▸ **Task instructions**
Please return the listing below line for line, without changing a single character.

(Part of a data file)
· · · · ·

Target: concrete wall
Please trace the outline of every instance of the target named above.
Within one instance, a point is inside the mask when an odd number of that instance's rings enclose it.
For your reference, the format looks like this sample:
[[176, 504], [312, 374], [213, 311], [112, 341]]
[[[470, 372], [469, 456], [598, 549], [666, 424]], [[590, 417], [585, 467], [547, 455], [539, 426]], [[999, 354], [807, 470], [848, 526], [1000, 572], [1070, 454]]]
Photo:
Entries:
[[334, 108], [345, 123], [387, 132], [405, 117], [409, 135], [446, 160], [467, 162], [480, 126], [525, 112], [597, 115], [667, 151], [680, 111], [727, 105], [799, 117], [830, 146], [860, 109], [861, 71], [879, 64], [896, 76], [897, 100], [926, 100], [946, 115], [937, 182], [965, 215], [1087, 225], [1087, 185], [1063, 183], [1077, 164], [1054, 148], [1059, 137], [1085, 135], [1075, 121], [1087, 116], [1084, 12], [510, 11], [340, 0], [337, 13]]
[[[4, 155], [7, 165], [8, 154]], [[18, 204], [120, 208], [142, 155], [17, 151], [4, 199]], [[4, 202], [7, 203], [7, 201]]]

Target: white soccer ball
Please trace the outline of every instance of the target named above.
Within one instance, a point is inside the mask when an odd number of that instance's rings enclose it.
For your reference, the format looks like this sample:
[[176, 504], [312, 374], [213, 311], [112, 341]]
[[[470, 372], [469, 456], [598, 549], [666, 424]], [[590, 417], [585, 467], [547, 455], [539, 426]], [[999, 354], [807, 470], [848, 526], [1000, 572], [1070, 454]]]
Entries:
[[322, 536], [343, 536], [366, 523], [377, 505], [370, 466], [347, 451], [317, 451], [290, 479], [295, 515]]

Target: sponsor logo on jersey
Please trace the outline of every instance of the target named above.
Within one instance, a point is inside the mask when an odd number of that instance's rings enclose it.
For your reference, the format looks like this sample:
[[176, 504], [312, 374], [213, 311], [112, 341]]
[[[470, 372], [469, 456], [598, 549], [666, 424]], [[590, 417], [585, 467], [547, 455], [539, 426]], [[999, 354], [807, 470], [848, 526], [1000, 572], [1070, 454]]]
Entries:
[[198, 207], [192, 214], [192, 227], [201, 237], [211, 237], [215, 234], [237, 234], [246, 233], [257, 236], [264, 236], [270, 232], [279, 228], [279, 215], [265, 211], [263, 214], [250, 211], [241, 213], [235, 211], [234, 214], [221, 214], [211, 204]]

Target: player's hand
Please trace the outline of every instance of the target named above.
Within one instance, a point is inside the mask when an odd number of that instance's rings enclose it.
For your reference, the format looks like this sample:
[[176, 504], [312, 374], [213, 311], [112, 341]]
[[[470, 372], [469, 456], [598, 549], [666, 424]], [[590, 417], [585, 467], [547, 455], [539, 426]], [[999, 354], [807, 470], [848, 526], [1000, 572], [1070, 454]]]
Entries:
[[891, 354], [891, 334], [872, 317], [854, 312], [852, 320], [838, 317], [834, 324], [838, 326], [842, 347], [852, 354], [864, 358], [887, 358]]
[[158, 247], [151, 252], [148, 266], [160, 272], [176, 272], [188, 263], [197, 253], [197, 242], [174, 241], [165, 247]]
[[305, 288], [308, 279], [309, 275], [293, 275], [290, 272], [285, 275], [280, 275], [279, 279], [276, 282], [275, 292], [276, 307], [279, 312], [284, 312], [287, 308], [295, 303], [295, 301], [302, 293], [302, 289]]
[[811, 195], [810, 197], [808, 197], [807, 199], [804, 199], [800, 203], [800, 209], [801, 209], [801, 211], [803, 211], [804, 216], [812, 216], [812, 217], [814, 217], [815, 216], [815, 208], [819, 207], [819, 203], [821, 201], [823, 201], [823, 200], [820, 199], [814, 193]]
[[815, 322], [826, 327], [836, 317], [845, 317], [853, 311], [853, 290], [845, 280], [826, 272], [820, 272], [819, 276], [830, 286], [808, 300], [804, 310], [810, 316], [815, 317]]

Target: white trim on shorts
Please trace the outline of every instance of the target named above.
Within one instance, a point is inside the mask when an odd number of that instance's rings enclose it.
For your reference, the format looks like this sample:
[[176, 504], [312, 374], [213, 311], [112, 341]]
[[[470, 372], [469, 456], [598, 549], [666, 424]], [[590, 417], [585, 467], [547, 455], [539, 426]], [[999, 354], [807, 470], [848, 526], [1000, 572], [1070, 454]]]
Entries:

· · · · ·

▸ **Reply**
Target: concrete wall
Please trace the outline of every instance of the target named above.
Within one instance, a point is inside the mask when an odd number of that instance's rings enclose it.
For your reference, the format looks like this sample:
[[176, 504], [312, 374], [213, 311], [112, 341]]
[[[470, 372], [469, 456], [598, 549], [666, 424]], [[590, 417], [585, 467], [547, 455], [539, 426]], [[999, 354], [807, 470], [848, 526], [1000, 572], [1070, 454]]]
Photo:
Entries:
[[334, 108], [345, 123], [387, 132], [405, 117], [409, 135], [446, 160], [467, 162], [480, 126], [525, 112], [597, 115], [667, 151], [680, 111], [727, 105], [799, 117], [830, 146], [860, 109], [861, 71], [879, 64], [896, 76], [897, 100], [926, 100], [946, 115], [937, 182], [965, 215], [1087, 225], [1087, 185], [1063, 183], [1077, 164], [1054, 148], [1059, 137], [1085, 135], [1075, 121], [1087, 116], [1084, 12], [510, 11], [340, 0], [337, 13]]
[[[4, 155], [7, 165], [8, 154]], [[18, 204], [120, 208], [142, 155], [17, 151], [4, 199]], [[4, 202], [7, 203], [7, 201]]]

Target: white soccer ball
Please trace the outline of every instance of the target named above.
Within one instance, a point is inside the mask when an odd number of that instance's rings enclose it.
For your reference, the format looks like this sample:
[[176, 504], [312, 374], [213, 311], [112, 341]]
[[[470, 372], [469, 456], [598, 549], [666, 424]], [[590, 417], [585, 467], [547, 455], [539, 426]], [[999, 354], [807, 470], [848, 526], [1000, 572], [1070, 454]]]
Entries:
[[322, 536], [343, 536], [366, 523], [377, 505], [370, 466], [347, 451], [317, 451], [290, 479], [295, 515]]

Target: sponsor logo on jersey
Please trace the outline of every instance of the target named above.
Within one instance, a point is inside the mask when an odd number of that instance's rings enclose it.
For your reference, the format looks like this sample:
[[176, 504], [312, 374], [213, 311], [112, 341]]
[[[470, 372], [469, 456], [598, 549], [666, 424]], [[590, 417], [585, 467], [547, 455], [539, 426]], [[999, 354], [807, 470], [848, 526], [1000, 572], [1070, 454]]]
Entries:
[[198, 207], [192, 214], [192, 227], [201, 237], [211, 237], [215, 234], [237, 234], [246, 233], [257, 236], [264, 236], [270, 232], [279, 228], [279, 215], [265, 211], [263, 214], [250, 211], [241, 213], [235, 211], [234, 214], [221, 214], [211, 204]]

Target: player's hand
Please trace the outline of every instance of the target named above.
Within one instance, a point is inside the mask when an odd number of that instance's rings enclose it.
For your reference, the format looks like this sample:
[[176, 504], [312, 374], [213, 311], [112, 341]]
[[[470, 372], [469, 456], [598, 549], [666, 424]], [[590, 417], [585, 467], [547, 455], [539, 426]], [[999, 354], [807, 470], [848, 526], [1000, 572], [1070, 454]]]
Entries:
[[891, 354], [891, 334], [872, 317], [854, 312], [852, 320], [838, 317], [834, 324], [838, 326], [842, 347], [852, 354], [864, 358], [887, 358]]
[[158, 247], [151, 252], [148, 266], [160, 272], [176, 272], [188, 263], [197, 253], [197, 242], [174, 241], [165, 247]]
[[305, 288], [308, 279], [309, 275], [293, 275], [290, 272], [285, 275], [280, 275], [279, 279], [276, 282], [275, 292], [276, 307], [279, 312], [284, 312], [287, 308], [295, 303], [295, 301], [302, 293], [302, 289]]
[[811, 195], [810, 197], [808, 197], [807, 199], [804, 199], [800, 203], [800, 209], [801, 209], [801, 211], [803, 211], [804, 216], [812, 216], [812, 217], [814, 217], [815, 216], [815, 208], [819, 207], [819, 203], [821, 201], [823, 201], [823, 200], [820, 199], [814, 193]]
[[815, 322], [826, 327], [836, 317], [845, 317], [853, 311], [853, 290], [845, 280], [826, 272], [820, 272], [819, 276], [830, 286], [808, 300], [804, 310], [810, 316], [815, 317]]

Target: white trim on shorts
Please trace the outline of every instance of the target named above.
Within one instance, a point is inside the mask when an odd number of that instance's rings enclose it.
For your reference, the format looks like this sample:
[[176, 504], [312, 374], [213, 311], [112, 341]]
[[[470, 372], [469, 456], [598, 549], [666, 424]], [[590, 417], [585, 467], [547, 455], [539, 426]], [[999, 354], [807, 470], [848, 526], [1000, 572], [1070, 454]]]
Entries:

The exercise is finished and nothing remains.